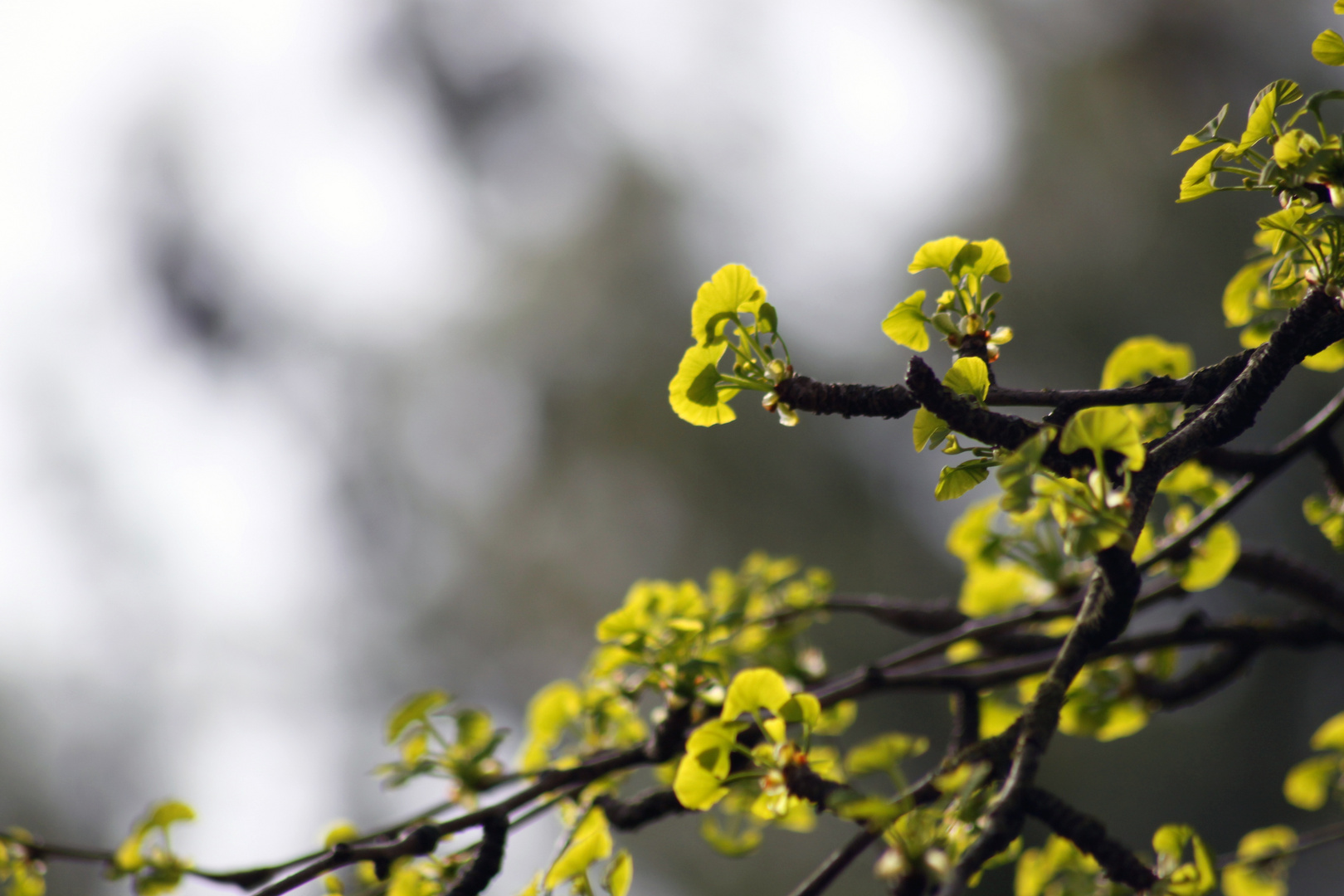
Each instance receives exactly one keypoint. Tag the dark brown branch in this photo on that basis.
(1089, 835)
(1200, 681)
(1107, 609)
(835, 864)
(806, 394)
(962, 414)
(1266, 465)
(1281, 572)
(641, 811)
(489, 856)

▶ _Problem description_
Reproduce all of these lines, substituting "limb" for "branch" and keeping everything else the same. Leave the pictures out.

▶ _Result of the exercise_
Each instance receives exactly one keypoint. Tag the dark brown limb in this photo on that basis.
(1089, 835)
(1200, 681)
(1107, 609)
(835, 864)
(806, 394)
(962, 414)
(1266, 465)
(1281, 572)
(641, 811)
(489, 856)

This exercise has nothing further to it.